→ What is expected
Omit every picture and output the rest of the records exactly as they are.

***** The records *****

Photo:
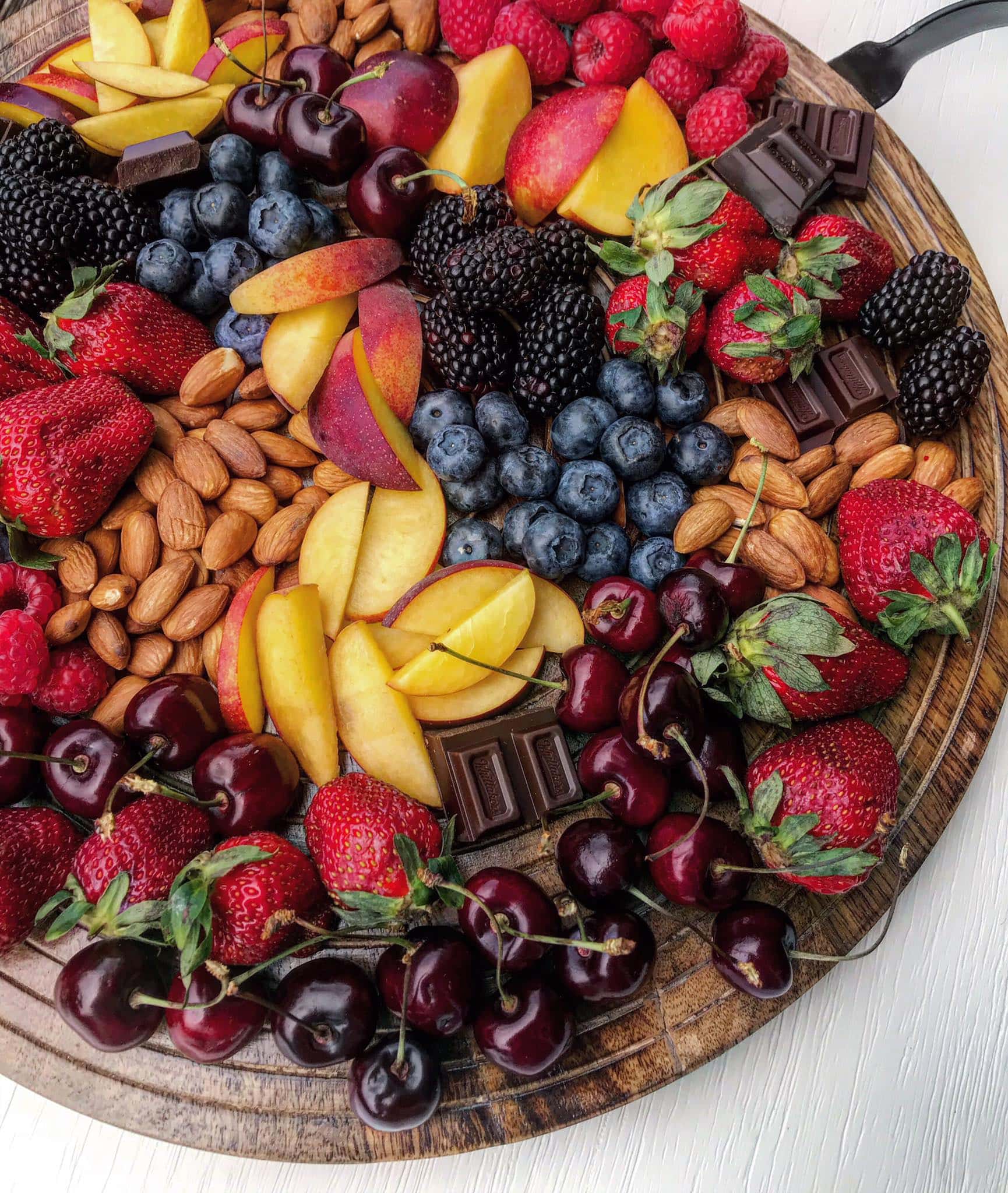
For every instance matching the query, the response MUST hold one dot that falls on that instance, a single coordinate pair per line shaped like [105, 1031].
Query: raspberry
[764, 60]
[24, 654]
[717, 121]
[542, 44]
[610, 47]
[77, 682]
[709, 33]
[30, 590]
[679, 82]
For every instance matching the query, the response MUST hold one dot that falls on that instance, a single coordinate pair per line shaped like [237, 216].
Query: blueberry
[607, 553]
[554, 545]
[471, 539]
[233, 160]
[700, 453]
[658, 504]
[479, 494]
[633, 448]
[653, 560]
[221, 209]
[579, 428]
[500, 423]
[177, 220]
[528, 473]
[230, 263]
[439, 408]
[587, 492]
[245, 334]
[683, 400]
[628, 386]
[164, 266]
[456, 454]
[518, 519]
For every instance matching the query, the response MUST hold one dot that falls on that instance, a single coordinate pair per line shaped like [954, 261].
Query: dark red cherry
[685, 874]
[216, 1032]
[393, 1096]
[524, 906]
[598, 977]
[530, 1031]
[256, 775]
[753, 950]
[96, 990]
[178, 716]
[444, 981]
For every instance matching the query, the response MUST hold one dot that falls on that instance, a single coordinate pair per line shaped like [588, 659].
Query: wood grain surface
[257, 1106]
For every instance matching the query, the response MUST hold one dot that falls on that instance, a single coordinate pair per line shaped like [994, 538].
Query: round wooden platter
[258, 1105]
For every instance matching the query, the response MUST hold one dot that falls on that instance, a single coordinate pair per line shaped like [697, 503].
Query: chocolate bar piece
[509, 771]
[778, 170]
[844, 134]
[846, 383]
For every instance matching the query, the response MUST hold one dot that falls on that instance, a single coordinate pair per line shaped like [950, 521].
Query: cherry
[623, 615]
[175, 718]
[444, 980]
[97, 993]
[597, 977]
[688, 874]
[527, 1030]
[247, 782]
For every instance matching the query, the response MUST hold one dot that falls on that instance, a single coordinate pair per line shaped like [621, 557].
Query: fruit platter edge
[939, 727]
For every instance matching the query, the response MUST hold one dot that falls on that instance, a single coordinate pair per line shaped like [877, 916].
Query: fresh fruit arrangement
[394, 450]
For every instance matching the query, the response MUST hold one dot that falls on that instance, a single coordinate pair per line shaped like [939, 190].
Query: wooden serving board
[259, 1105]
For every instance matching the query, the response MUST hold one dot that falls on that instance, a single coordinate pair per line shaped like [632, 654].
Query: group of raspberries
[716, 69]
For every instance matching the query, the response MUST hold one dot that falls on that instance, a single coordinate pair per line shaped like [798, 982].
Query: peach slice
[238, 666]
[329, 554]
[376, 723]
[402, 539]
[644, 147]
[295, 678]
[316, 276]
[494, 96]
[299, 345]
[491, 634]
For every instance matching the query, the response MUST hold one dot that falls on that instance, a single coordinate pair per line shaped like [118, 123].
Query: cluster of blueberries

*****

→ Complete answer
Photo:
For every instance matching the query, the response MUST hold one dot that falls on that instance, a single coordinate pair per line shaped like [105, 1031].
Query: raspberry
[764, 60]
[24, 654]
[717, 121]
[542, 44]
[610, 47]
[77, 682]
[709, 33]
[30, 590]
[679, 82]
For every instance matching the query, the response MUST hold one dot that falls on that instance, a single coordinate pair per line shaped like [237, 216].
Query: blueberry
[607, 553]
[554, 545]
[471, 539]
[233, 160]
[700, 453]
[658, 504]
[479, 494]
[633, 448]
[653, 560]
[221, 209]
[579, 428]
[500, 423]
[177, 220]
[528, 473]
[230, 263]
[439, 408]
[587, 492]
[245, 334]
[683, 400]
[628, 386]
[164, 266]
[456, 454]
[518, 519]
For every instance matching the query, the response MUST hold one dot that falls on that instance, a single coordinate pair per line shaped like [954, 261].
Query: dark red cherry
[685, 874]
[216, 1032]
[393, 1096]
[524, 906]
[598, 977]
[530, 1031]
[256, 775]
[753, 950]
[96, 990]
[178, 716]
[444, 981]
For every instance matching the query, the response MUST hold one dot that falls on that instance, a single coordinate pair per line shaped like [588, 659].
Query: wood grain surface
[257, 1106]
For every instance matching the query, the response MUST hold one dot that falls on that instance, a single coordinate pair per line shaped like [994, 538].
Query: round wooden platter
[258, 1105]
For every instance matching the query, the response MUST hold one dot that falls on that instance, a single coordinate pair per line shaped like [697, 503].
Query: chocolate bar piece
[509, 771]
[778, 170]
[844, 134]
[846, 383]
For every instance matching the query, the response MUST hold one dot that falls on that instance, a single coordinate pair per line shaped like [950, 521].
Query: cherry
[623, 615]
[175, 718]
[444, 980]
[97, 993]
[597, 977]
[688, 874]
[527, 1030]
[247, 782]
For every instance matching the query, the response MUST hold one dot that falls on that instance, a single coordinate pair per line shaped like [621, 557].
Query: fruit platter edge
[939, 727]
For every instance matching the query, the response MUST hold one dot that falls on that instance, a single coordinate pair per line shaped like [877, 916].
Query: fresh fruit arrangement
[394, 450]
For every instance matching the query, the response MUST hold one dot that falls on that instance, a single coordinate pair per line shaped like [939, 190].
Query: wooden serving board
[259, 1105]
For every instance matching the query, the response MUST hold one dot that falls on that instance, a single coordinate pair per line shaped like [632, 654].
Query: group of raspberries
[716, 69]
For every instance matching the query, the response MUST hold one dot that falls on that instance, a single coordinate pair per line shaped like [798, 982].
Query: peach slice
[238, 666]
[329, 554]
[376, 723]
[402, 539]
[644, 147]
[295, 678]
[316, 276]
[494, 96]
[299, 345]
[491, 634]
For every instance matching the query, the response MUST hold one dot that falls on that instance, a single coordinate pair per line shaped like [118, 123].
Query: cluster of blueberries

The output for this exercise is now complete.